> [Required work]: Rescale the data below by rewriting all of it in full. Multiply each x and y coordinate in the answers by 1.2 and round to the nearest whole number, rounding halves up. Leave every other number as it is.

> [Provided data]:

━━━━━━━━━━━━━━━━━━━━

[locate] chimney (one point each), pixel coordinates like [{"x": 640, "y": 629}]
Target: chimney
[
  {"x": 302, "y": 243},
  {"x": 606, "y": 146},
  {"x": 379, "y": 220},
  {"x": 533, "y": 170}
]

━━━━━━━━━━━━━━━━━━━━

> [The answer]:
[locate] chimney (one point each), pixel coordinates like [{"x": 640, "y": 629}]
Target: chimney
[
  {"x": 362, "y": 292},
  {"x": 727, "y": 175},
  {"x": 455, "y": 264},
  {"x": 640, "y": 204}
]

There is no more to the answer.